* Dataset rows
--

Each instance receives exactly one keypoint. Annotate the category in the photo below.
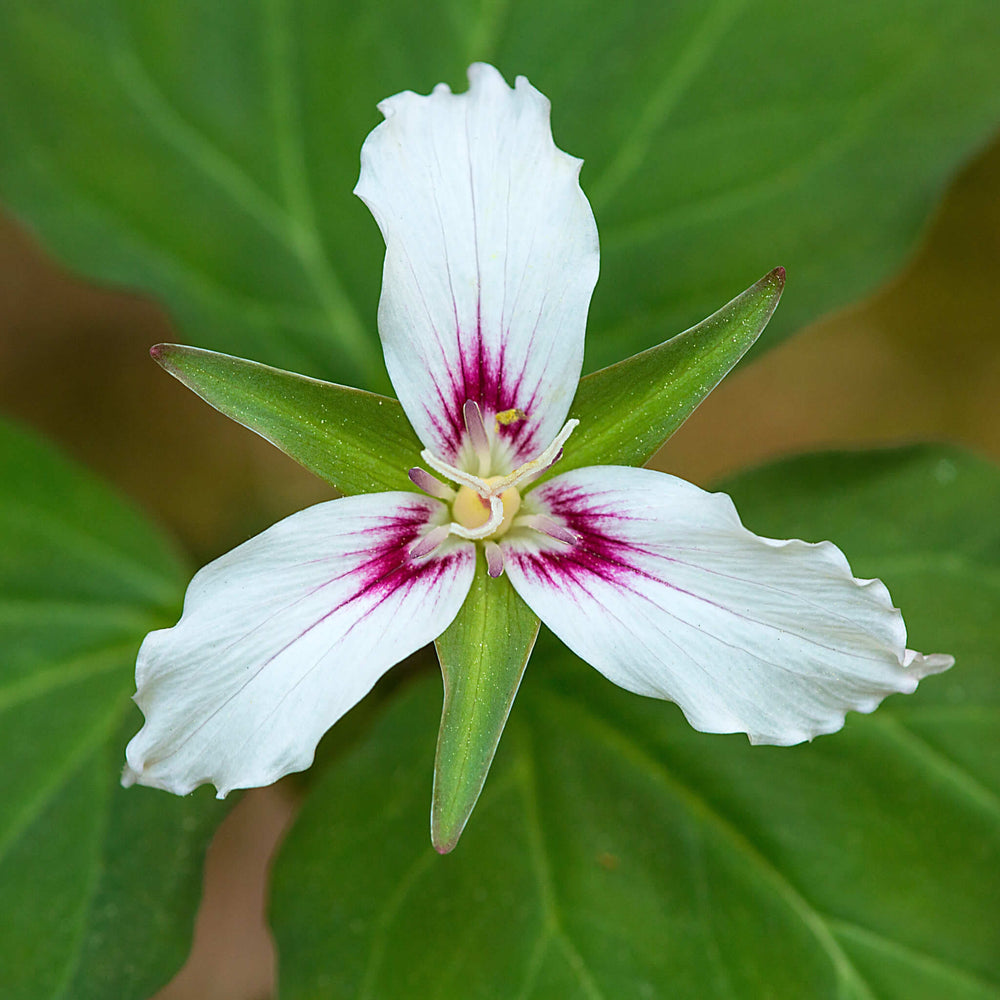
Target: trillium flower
(491, 259)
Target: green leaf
(628, 410)
(483, 654)
(100, 884)
(357, 441)
(207, 152)
(618, 853)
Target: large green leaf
(98, 884)
(207, 152)
(617, 853)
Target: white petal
(491, 259)
(282, 635)
(668, 595)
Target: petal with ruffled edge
(667, 594)
(491, 259)
(284, 634)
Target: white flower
(491, 258)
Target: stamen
(494, 559)
(423, 480)
(537, 465)
(455, 475)
(426, 545)
(477, 434)
(486, 529)
(547, 526)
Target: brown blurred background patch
(921, 360)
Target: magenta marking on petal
(483, 376)
(390, 570)
(594, 550)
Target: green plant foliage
(483, 654)
(207, 152)
(617, 853)
(357, 441)
(628, 410)
(98, 884)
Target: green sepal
(483, 654)
(626, 411)
(357, 441)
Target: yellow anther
(509, 417)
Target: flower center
(472, 510)
(485, 507)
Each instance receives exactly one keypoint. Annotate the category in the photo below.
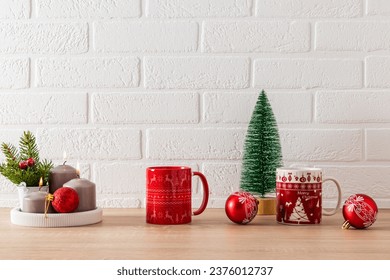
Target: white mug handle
(334, 211)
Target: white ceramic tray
(56, 220)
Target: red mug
(168, 195)
(299, 196)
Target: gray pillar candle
(60, 175)
(35, 203)
(86, 191)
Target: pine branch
(10, 152)
(28, 147)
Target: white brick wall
(15, 9)
(43, 38)
(124, 84)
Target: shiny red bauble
(65, 200)
(241, 207)
(359, 211)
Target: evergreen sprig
(27, 149)
(262, 150)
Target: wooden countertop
(124, 234)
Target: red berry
(30, 162)
(23, 164)
(65, 200)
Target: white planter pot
(23, 191)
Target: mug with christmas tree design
(299, 196)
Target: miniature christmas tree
(262, 150)
(24, 165)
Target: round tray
(56, 220)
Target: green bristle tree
(262, 150)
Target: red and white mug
(169, 195)
(299, 196)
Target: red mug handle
(205, 192)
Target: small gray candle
(60, 175)
(35, 202)
(86, 191)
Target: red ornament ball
(30, 162)
(241, 207)
(359, 211)
(65, 200)
(23, 164)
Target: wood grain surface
(124, 234)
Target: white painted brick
(352, 107)
(308, 73)
(121, 108)
(308, 145)
(238, 107)
(377, 144)
(196, 72)
(186, 143)
(378, 7)
(124, 177)
(120, 178)
(130, 36)
(199, 8)
(352, 36)
(45, 108)
(370, 180)
(15, 9)
(223, 178)
(43, 38)
(88, 72)
(90, 143)
(309, 8)
(378, 71)
(88, 9)
(10, 136)
(255, 36)
(14, 73)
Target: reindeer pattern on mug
(169, 198)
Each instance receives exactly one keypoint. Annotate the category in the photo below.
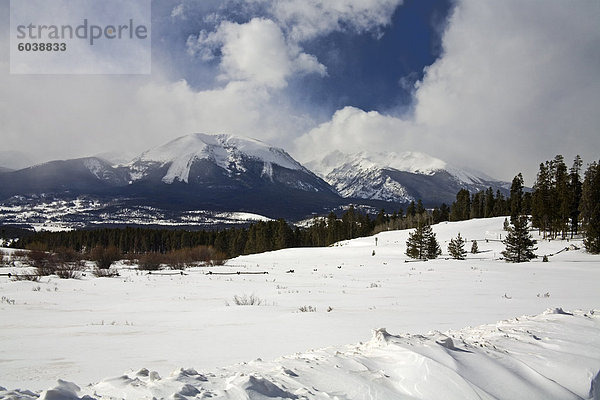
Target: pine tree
(519, 243)
(422, 244)
(415, 245)
(590, 208)
(516, 197)
(433, 247)
(474, 247)
(575, 188)
(456, 248)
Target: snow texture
(362, 175)
(119, 338)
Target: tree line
(562, 202)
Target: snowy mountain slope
(88, 329)
(213, 173)
(399, 177)
(226, 151)
(89, 175)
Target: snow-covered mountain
(398, 177)
(230, 153)
(221, 173)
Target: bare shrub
(105, 273)
(151, 261)
(218, 258)
(66, 255)
(68, 271)
(25, 277)
(245, 300)
(105, 256)
(43, 261)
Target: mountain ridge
(228, 173)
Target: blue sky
(495, 86)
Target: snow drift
(555, 355)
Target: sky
(494, 86)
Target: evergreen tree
(461, 208)
(590, 208)
(415, 245)
(433, 247)
(575, 187)
(560, 197)
(516, 197)
(540, 206)
(456, 248)
(519, 243)
(422, 244)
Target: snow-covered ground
(92, 330)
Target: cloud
(256, 52)
(351, 130)
(307, 19)
(517, 83)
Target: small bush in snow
(245, 300)
(68, 271)
(151, 261)
(105, 273)
(105, 256)
(25, 277)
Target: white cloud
(517, 83)
(178, 12)
(256, 52)
(307, 19)
(351, 130)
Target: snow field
(89, 329)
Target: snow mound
(549, 356)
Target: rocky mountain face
(197, 177)
(399, 177)
(194, 172)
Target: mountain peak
(408, 161)
(226, 151)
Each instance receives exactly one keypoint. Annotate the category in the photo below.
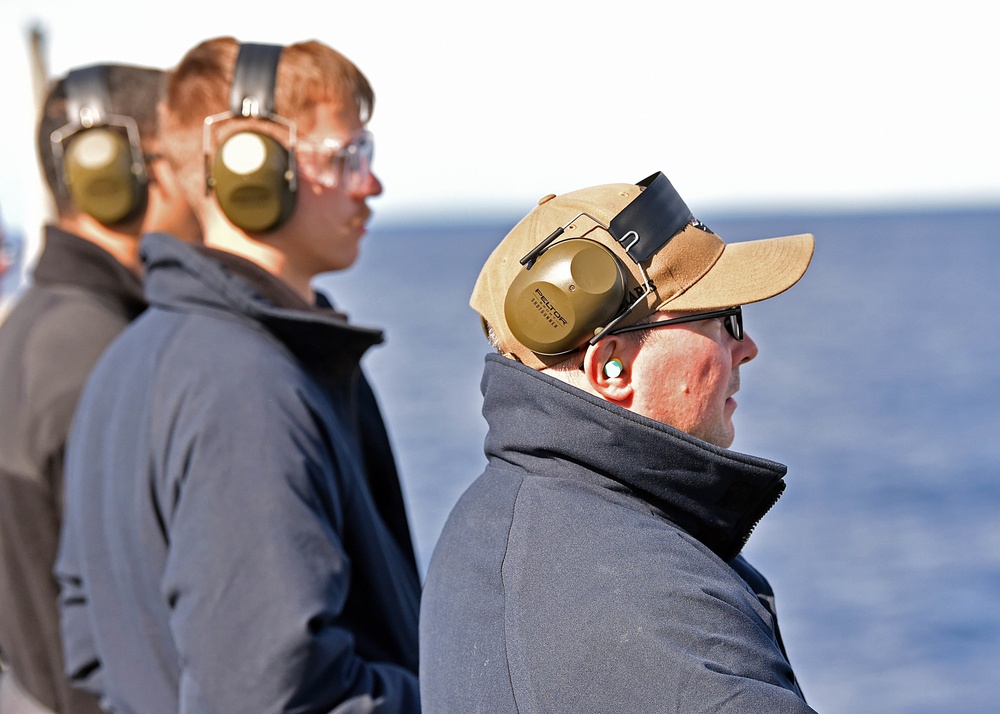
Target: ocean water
(877, 383)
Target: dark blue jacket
(594, 567)
(235, 537)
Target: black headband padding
(254, 78)
(87, 89)
(656, 215)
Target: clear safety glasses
(333, 163)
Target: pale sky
(485, 107)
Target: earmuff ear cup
(572, 289)
(251, 178)
(99, 176)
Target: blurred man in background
(98, 146)
(236, 538)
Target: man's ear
(607, 369)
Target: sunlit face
(328, 221)
(686, 375)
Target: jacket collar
(71, 260)
(180, 276)
(550, 428)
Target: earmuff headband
(654, 217)
(254, 79)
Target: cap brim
(748, 272)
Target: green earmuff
(572, 289)
(253, 174)
(101, 162)
(250, 178)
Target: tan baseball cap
(688, 267)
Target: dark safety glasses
(733, 320)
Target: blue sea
(877, 383)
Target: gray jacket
(594, 567)
(235, 536)
(80, 299)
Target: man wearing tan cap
(595, 566)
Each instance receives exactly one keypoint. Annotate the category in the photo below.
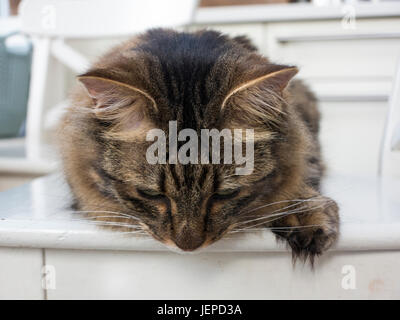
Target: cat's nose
(189, 239)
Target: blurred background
(348, 52)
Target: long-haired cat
(202, 80)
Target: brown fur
(201, 80)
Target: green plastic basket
(15, 65)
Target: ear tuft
(127, 108)
(260, 100)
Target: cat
(203, 79)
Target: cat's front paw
(312, 233)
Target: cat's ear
(126, 107)
(260, 98)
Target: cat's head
(198, 81)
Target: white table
(38, 229)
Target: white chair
(51, 22)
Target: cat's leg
(309, 228)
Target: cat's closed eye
(150, 194)
(226, 194)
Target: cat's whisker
(106, 211)
(282, 214)
(275, 228)
(317, 198)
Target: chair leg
(34, 123)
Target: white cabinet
(21, 273)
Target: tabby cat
(200, 80)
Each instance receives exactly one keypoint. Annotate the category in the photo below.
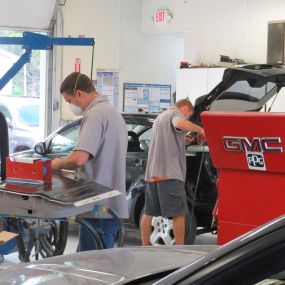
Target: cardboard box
(28, 170)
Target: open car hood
(242, 89)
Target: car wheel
(162, 230)
(48, 239)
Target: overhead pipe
(4, 146)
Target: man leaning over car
(99, 155)
(166, 170)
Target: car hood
(242, 89)
(111, 266)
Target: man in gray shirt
(100, 153)
(166, 170)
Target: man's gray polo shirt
(103, 134)
(166, 157)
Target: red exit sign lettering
(160, 16)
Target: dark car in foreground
(254, 258)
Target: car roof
(140, 118)
(21, 100)
(240, 242)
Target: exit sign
(162, 17)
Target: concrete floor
(132, 238)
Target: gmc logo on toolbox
(256, 144)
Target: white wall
(180, 10)
(219, 29)
(259, 13)
(120, 44)
(145, 58)
(92, 18)
(127, 39)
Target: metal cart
(40, 214)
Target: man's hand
(56, 164)
(189, 140)
(201, 138)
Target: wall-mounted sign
(77, 64)
(162, 17)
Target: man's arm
(186, 126)
(75, 159)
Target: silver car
(254, 258)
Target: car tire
(48, 244)
(162, 230)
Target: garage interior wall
(128, 41)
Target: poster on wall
(108, 85)
(150, 98)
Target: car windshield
(29, 115)
(66, 140)
(139, 136)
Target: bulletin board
(108, 85)
(146, 97)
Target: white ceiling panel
(26, 14)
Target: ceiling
(27, 14)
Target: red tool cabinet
(248, 150)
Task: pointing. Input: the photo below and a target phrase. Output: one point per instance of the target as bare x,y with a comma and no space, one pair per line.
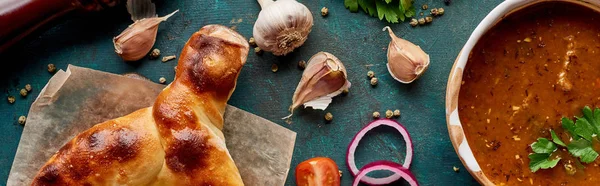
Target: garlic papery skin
282,26
406,61
137,40
324,78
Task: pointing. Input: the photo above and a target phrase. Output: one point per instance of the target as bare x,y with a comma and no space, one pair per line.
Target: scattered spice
373,81
413,22
23,92
168,58
328,116
370,74
258,51
51,68
428,19
396,113
28,88
11,99
22,120
389,114
252,42
155,53
324,11
376,115
274,67
302,64
421,21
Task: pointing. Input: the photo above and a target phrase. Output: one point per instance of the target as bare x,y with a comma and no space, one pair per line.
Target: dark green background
355,38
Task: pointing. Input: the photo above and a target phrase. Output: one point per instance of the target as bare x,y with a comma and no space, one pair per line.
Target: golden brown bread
177,141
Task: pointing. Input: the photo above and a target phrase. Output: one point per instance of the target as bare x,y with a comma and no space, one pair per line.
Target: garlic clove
406,61
282,26
324,78
137,40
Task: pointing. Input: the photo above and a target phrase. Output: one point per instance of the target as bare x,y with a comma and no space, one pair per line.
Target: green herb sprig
391,10
582,132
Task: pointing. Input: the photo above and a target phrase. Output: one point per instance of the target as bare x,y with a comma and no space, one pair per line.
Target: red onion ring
354,144
386,165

--

* WHAT YOU ARE ASKED TO DO
Please arrange the rows above as a numbered list, starting at the line containing "Target: metal cart" and running through the last row, with both ends included. Skip blank lines and leave the pictures out.

* ANSWER TO THE EXERCISE
1. Target: metal cart
2. (40, 214)
3. Target: man's hand
4. (56, 164)
5. (189, 140)
6. (201, 138)
7. Target: wall-mounted sign
8. (77, 64)
9. (162, 17)
10. Target: man's arm
11. (186, 126)
12. (75, 159)
13. Target: silver car
14. (254, 258)
15. Target: car tire
16. (48, 244)
17. (162, 230)
18. Target: garage interior wall
19. (128, 41)
20. Target: poster on wall
21. (108, 85)
22. (150, 98)
23. Target: car windshield
24. (29, 115)
25. (66, 140)
26. (139, 136)
27. Target: bulletin board
28. (108, 85)
29. (146, 97)
30. Target: white ceiling panel
31. (26, 14)
32. Target: ceiling
33. (27, 14)
34. Target: red tool cabinet
35. (248, 150)
36. Task: pointing. Input: the photo below and a target phrase. Output: one point per instance of the target as bare x,y with a comma and no space, one pair per line.
37. Target: garlic papery skin
38. 282,26
39. 406,61
40. 137,40
41. 324,78
42. Task: pointing. Input: the photo above and a target phrase. Output: one point per instance of the target as bare x,y with a comma and no space, one pair per line.
43. Target: scattered spice
44. 373,81
45. 413,22
46. 23,92
47. 168,58
48. 328,116
49. 370,74
50. 258,51
51. 51,68
52. 428,19
53. 396,113
54. 28,88
55. 11,99
56. 22,120
57. 389,114
58. 252,42
59. 155,53
60. 324,11
61. 376,115
62. 274,67
63. 302,64
64. 421,21
65. Task: pointing. Input: the photo above and a target phrase. Output: one point per instance of the target as bare x,y with a comma and no space, one pair per line.
66. Target: dark green background
67. 355,38
68. Task: pointing. Input: the photo above and a target phrase. Output: one point per instance of the target as bare x,y with a comma and no space, one pair per line.
69. Target: golden brown bread
70. 177,141
71. Task: pointing. Input: the photo above and a target phrase. Output: one point per instance of the target as bare x,y with a comma and no space, one pair per line.
72. Target: garlic clove
73. 406,61
74. 282,26
75. 324,78
76. 137,40
77. Task: pointing. Input: the photo above and a target phrase. Output: one point per instance of the target as bare x,y with a comma and no space, one pair per line.
78. Target: green herb sprig
79. 391,10
80. 582,132
81. Task: pointing. Input: the photo above and a target phrase. Output: one point per instance of the target as bare x,y with a comma and no space, one pair per line.
82. Target: red onion ring
83. 354,144
84. 386,165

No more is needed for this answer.